[STUDY TEXT — start]

For decades Japanese stallion masters have looked to Europe to secure new recruits. Never was this more evident than the 1990s when a slew of Derby winners – Dr Devious, Commander In Chief, Erhaab, Oath and High-Rise – retired straight to Japan.
While it is a strategy that has yielded mixed rewards, it did mean that Japanese breeders gained access to a wide range of bloodlines to improve their stock.
At the forefront of the movement is the Japan Bloodhorse Breeders’ Association (JBBA). Established in 1955, the JBBA has imported numerous stallions from around the world with the aim of raising the standard of Japanese breeding. At the same time it works to offer a roster where the emphasis is on variety; one of its main aims is to prevent the over-concentration of certain bloodlines within the industry.

[STUDY TEXT — finish]
[RECORD EXCERPTS — start]

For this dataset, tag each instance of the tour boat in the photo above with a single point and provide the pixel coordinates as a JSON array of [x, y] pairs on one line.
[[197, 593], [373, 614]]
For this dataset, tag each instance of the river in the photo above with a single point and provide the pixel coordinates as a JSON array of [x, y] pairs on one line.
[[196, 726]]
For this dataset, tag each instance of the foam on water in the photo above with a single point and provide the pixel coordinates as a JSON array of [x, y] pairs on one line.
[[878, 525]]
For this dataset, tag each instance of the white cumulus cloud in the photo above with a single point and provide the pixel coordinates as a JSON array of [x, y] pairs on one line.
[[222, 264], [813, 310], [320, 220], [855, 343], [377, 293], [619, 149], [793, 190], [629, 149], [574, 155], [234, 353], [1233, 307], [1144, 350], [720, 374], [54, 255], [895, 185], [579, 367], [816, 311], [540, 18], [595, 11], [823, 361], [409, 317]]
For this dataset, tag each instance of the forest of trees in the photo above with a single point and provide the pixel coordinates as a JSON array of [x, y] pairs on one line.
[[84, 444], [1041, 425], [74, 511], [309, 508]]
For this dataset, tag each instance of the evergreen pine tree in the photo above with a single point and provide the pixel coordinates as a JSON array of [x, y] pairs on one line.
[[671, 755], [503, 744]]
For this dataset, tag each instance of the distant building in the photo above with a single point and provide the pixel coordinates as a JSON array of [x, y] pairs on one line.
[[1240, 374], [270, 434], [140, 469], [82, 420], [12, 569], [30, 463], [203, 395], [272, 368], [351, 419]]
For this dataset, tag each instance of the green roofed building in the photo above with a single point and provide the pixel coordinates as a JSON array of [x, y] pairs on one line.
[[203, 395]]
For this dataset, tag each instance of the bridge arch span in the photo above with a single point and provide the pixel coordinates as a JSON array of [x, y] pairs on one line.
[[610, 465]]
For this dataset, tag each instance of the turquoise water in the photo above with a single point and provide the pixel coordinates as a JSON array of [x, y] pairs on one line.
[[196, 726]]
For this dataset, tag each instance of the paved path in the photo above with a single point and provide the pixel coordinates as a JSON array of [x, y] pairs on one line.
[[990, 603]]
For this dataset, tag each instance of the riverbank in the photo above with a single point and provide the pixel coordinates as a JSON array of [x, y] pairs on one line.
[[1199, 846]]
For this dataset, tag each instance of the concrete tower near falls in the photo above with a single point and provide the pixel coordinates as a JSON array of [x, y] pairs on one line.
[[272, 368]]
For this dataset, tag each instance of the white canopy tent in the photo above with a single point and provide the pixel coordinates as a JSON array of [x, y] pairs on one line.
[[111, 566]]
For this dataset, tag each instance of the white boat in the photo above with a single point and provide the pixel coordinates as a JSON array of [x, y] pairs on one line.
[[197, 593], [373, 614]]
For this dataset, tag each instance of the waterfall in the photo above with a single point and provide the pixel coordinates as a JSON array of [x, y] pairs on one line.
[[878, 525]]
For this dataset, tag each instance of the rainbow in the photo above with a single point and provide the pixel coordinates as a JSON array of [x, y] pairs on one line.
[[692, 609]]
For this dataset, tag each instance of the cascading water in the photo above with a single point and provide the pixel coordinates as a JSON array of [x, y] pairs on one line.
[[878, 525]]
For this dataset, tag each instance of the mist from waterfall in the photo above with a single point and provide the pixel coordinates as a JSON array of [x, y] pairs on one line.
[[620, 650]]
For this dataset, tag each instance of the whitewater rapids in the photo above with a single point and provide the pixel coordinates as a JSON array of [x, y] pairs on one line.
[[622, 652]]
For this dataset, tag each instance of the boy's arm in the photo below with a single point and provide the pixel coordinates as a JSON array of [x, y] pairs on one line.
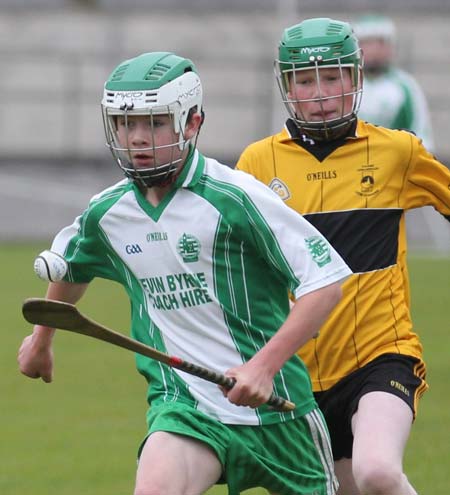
[[254, 378], [35, 355]]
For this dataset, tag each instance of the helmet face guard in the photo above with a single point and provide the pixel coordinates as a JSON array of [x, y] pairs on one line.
[[151, 85], [317, 44]]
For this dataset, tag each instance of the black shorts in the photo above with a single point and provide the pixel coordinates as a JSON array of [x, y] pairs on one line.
[[403, 376]]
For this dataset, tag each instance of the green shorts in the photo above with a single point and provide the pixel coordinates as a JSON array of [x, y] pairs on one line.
[[290, 458]]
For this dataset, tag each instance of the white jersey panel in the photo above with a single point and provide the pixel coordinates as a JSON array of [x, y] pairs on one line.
[[180, 299]]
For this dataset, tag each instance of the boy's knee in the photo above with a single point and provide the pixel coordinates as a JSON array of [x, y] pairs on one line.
[[378, 478]]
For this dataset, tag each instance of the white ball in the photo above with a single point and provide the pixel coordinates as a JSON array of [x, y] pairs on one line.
[[50, 266]]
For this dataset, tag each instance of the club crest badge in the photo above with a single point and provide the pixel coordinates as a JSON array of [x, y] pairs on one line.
[[278, 186], [319, 249], [188, 247]]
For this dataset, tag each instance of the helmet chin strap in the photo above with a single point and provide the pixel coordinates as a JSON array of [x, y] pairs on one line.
[[323, 132]]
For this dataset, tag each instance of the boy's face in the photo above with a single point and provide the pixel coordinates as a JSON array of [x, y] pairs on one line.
[[321, 95], [151, 140]]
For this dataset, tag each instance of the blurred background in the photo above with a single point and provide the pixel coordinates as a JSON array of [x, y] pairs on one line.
[[56, 55]]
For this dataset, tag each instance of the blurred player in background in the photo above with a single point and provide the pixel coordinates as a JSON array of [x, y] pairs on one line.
[[354, 181], [392, 98], [207, 256]]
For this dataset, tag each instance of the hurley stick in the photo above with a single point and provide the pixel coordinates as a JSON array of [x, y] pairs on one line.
[[65, 316]]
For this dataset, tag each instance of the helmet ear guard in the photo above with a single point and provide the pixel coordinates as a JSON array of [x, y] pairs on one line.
[[152, 84]]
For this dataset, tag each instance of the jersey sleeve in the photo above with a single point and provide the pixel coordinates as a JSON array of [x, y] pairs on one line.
[[427, 182], [289, 243]]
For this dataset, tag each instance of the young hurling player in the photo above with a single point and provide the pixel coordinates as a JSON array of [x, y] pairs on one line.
[[196, 245], [354, 182]]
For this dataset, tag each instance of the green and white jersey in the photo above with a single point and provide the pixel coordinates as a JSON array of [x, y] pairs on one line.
[[207, 272], [395, 100]]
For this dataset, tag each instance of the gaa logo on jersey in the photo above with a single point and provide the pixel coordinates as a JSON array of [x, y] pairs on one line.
[[188, 247], [278, 186], [319, 249]]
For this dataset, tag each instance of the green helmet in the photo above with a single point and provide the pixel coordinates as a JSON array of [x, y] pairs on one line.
[[158, 83], [315, 44]]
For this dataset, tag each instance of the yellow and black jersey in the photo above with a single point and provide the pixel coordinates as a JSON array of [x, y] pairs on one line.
[[356, 192]]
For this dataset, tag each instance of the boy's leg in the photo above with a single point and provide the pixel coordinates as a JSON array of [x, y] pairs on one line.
[[343, 470], [171, 463], [381, 428]]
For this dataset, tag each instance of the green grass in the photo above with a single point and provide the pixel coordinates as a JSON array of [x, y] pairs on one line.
[[80, 433]]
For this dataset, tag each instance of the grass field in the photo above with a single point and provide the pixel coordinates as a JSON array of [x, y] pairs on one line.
[[79, 435]]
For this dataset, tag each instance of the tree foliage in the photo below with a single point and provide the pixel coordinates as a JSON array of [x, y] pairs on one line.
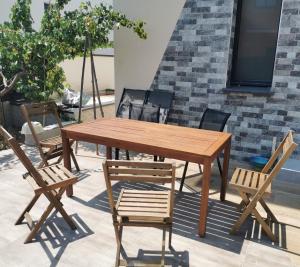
[[61, 36]]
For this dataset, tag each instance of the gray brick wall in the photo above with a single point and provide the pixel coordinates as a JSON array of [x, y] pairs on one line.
[[196, 64]]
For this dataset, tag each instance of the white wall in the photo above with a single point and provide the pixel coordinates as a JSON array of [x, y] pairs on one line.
[[104, 65], [104, 69], [136, 60]]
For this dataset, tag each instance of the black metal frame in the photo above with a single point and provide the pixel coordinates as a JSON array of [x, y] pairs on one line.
[[235, 51], [161, 98], [126, 90], [226, 117]]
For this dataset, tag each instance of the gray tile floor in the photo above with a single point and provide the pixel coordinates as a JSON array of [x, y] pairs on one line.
[[93, 243]]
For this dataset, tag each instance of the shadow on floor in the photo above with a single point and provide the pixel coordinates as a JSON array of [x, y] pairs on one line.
[[220, 219], [55, 235], [172, 258]]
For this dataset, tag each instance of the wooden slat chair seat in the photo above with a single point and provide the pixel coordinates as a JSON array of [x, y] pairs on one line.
[[145, 208], [50, 181], [141, 205], [52, 147], [55, 141], [253, 186], [249, 181]]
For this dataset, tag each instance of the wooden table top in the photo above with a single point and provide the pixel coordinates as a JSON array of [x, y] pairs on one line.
[[171, 141]]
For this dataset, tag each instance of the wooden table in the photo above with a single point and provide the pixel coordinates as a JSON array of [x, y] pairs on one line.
[[188, 144]]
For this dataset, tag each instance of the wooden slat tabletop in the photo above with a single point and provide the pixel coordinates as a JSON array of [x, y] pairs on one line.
[[188, 144], [159, 139]]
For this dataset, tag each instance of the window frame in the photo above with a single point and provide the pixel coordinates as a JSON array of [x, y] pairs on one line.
[[236, 39]]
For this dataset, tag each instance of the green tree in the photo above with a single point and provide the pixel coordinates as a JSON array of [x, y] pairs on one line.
[[35, 55]]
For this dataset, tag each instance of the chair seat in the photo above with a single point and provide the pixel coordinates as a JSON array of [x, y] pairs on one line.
[[55, 141], [144, 206], [54, 176], [249, 181]]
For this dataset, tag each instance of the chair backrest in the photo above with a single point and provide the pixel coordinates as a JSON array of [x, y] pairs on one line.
[[277, 160], [136, 172], [134, 96], [163, 99], [22, 156], [41, 111], [144, 112], [214, 120]]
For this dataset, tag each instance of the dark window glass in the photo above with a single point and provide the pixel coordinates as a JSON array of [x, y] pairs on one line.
[[255, 42]]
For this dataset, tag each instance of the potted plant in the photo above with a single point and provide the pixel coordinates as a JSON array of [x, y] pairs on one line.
[[29, 58]]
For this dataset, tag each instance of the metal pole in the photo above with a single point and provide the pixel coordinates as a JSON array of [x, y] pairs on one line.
[[93, 85], [81, 88], [97, 88], [82, 79]]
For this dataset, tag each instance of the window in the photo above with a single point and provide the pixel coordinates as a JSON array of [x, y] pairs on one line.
[[46, 6], [255, 42]]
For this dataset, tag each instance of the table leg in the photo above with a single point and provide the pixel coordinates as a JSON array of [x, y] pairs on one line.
[[67, 159], [108, 152], [225, 170], [204, 197]]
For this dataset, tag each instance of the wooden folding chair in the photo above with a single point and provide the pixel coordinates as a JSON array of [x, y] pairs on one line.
[[254, 186], [50, 181], [52, 147], [140, 207]]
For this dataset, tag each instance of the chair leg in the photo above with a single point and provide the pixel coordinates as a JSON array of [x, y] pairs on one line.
[[58, 205], [245, 213], [76, 147], [251, 209], [163, 250], [27, 209], [117, 151], [219, 166], [183, 176], [268, 211], [127, 155], [118, 233], [170, 237], [263, 224], [75, 161], [37, 226]]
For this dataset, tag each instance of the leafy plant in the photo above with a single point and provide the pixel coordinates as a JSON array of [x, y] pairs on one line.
[[37, 54]]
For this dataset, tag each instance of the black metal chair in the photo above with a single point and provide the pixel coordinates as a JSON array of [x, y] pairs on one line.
[[145, 112], [163, 99], [213, 120], [134, 96], [129, 96]]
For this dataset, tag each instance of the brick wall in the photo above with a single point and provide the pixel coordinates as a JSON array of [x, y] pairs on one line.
[[196, 64]]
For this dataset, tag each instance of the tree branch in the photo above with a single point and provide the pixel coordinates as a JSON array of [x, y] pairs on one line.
[[9, 87]]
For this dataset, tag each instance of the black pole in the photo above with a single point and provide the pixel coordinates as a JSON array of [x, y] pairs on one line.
[[82, 79], [93, 81], [96, 82]]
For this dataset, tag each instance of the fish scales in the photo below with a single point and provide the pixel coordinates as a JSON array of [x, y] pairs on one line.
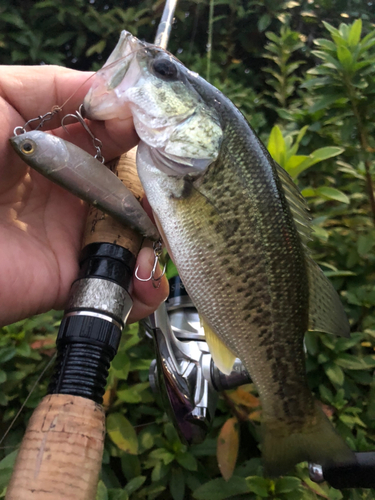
[[236, 259], [221, 204]]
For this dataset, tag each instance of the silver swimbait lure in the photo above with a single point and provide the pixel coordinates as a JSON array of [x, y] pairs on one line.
[[72, 168]]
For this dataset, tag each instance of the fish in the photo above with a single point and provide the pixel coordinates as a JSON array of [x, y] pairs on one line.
[[237, 229], [83, 175]]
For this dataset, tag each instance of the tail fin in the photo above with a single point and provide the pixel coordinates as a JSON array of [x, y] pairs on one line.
[[318, 443]]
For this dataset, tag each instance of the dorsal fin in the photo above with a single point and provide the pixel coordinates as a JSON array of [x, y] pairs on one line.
[[326, 313], [297, 205]]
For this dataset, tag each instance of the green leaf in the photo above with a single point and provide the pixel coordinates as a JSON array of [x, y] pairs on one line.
[[286, 485], [264, 22], [162, 454], [259, 485], [365, 244], [276, 146], [219, 489], [355, 33], [133, 394], [332, 194], [101, 492], [116, 494], [324, 102], [159, 471], [7, 353], [177, 484], [122, 433], [187, 460], [134, 484], [350, 362], [334, 373]]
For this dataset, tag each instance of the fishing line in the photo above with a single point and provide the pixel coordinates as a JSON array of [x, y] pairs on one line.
[[28, 396], [209, 42]]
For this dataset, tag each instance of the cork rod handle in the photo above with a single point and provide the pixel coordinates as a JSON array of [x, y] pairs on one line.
[[61, 453]]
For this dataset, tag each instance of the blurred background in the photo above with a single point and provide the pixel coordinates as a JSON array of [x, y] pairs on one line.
[[303, 74]]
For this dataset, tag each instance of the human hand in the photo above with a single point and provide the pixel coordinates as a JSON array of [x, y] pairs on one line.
[[41, 224]]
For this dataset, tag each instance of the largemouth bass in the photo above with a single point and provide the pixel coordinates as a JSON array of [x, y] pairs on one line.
[[236, 227], [76, 170]]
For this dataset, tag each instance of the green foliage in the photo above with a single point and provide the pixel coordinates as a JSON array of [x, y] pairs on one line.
[[314, 107]]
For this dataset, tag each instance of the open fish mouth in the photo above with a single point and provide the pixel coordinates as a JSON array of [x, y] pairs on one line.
[[109, 86]]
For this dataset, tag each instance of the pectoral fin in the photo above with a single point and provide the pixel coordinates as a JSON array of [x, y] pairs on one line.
[[326, 312], [222, 356]]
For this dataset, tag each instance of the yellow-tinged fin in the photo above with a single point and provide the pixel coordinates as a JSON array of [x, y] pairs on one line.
[[222, 356], [326, 312], [318, 443]]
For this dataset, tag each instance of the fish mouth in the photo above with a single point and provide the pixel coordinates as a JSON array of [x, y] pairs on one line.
[[106, 98]]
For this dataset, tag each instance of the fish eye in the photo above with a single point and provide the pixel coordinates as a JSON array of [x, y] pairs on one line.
[[28, 147], [165, 68]]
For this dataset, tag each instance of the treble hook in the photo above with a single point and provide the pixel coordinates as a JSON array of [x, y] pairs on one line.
[[42, 118], [158, 248], [97, 143]]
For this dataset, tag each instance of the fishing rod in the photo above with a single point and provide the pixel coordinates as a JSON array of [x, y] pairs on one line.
[[61, 453]]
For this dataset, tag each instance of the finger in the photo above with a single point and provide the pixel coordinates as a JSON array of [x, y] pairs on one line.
[[146, 298], [34, 90]]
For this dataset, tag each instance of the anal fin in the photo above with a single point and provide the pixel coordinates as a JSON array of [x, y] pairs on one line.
[[222, 356]]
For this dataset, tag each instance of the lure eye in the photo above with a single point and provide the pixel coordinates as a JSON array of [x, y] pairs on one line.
[[165, 68], [27, 147]]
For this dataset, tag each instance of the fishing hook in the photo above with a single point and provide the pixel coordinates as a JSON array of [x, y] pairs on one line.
[[158, 248], [97, 143], [42, 118]]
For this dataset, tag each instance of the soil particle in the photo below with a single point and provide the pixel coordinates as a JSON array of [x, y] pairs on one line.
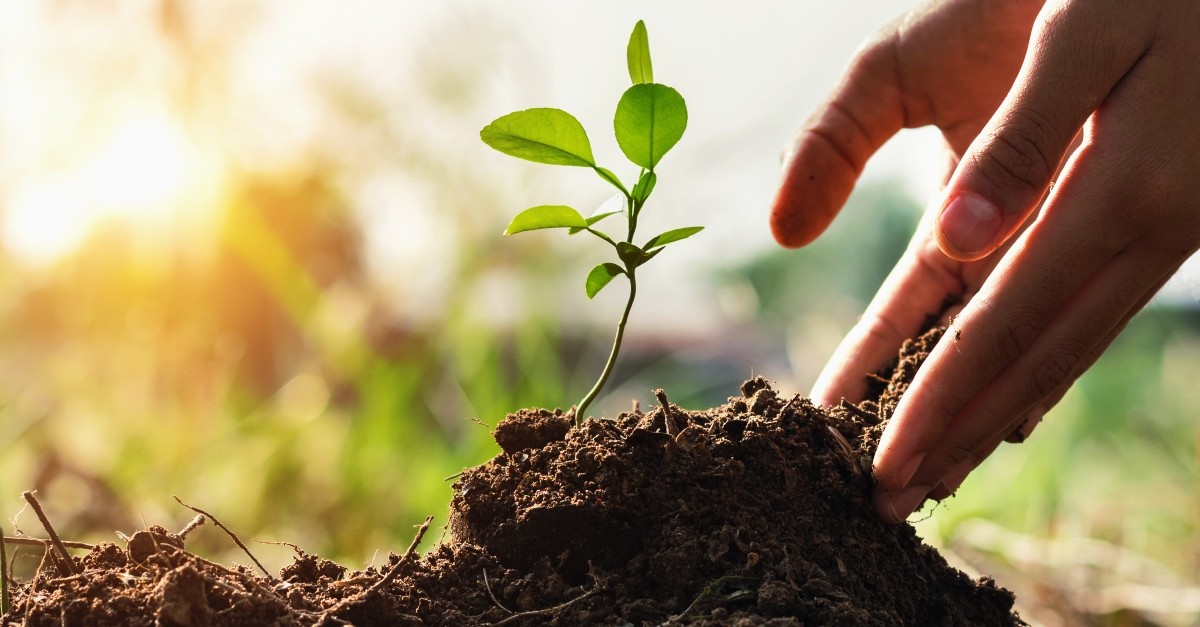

[RECORD EXCERPTS — finish]

• ACTIVITIES:
a - Answer these questions from the passage about Japanese stallion imports:
(i) In which decade did a slew of Derby winners retire straight to Japan?
(ii) In what year was the Japan Bloodhorse Breeders' Association established?
(iii) What is one of the JBBA's main aims in offering a varied roster?
b - Please carry on the passage about Japanese stallion imports, picking up after its final sentence.
This material has nothing to do with the passage about Japanese stallion imports.

• ANSWERS TO THE EXERCISE:
a -
(i) The 1990s
(ii) 1955
(iii) To prevent the over-concentration of certain bloodlines within the industry

b -
The JBBA operates three stallion stations on the island of Hokkaido, which are home to several well-known European names, notably Frankel’s Group 1-winning brother Noble Mission, Arc hero Bago, top miler Declaration Of War, 2,000 Guineas winner Makfi, Irish Derby scorer Cape Blanco and Champion Stakes hero David Junior.
Johannesburg, a brilliant two-year- old who has left a major mark on the breed as the sire of Scat Daddy, also resides with the JBBA in retirement.
“It is hard to pinpoint one thing in particular the JBBA looks for,” says Kaoru Matsuda, who heads its stallion operation and international affairs department. “That said, we do tend to import new bloodlines from Europe or America to offset any unhealthy concentration of particular bloodlines, with the goal of helping to raise the overall quality of Japanese horses.
“Japanese racing is structured with the Japanese Derby as its top race, but there is demand for various types of horses including sprinters, middle- distance runners, turf and dirt horses. As such, variety remains quite important in Japanese racing.”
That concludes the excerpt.